** Records provided **
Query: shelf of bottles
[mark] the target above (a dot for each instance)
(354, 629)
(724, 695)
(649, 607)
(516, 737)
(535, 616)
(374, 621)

** Job **
Copy the whole listing above line for line, with no changes.

** Correct output **
Query: shelf of bottles
[mark] the target above (a dot for each instance)
(354, 629)
(724, 695)
(649, 607)
(516, 737)
(535, 616)
(374, 621)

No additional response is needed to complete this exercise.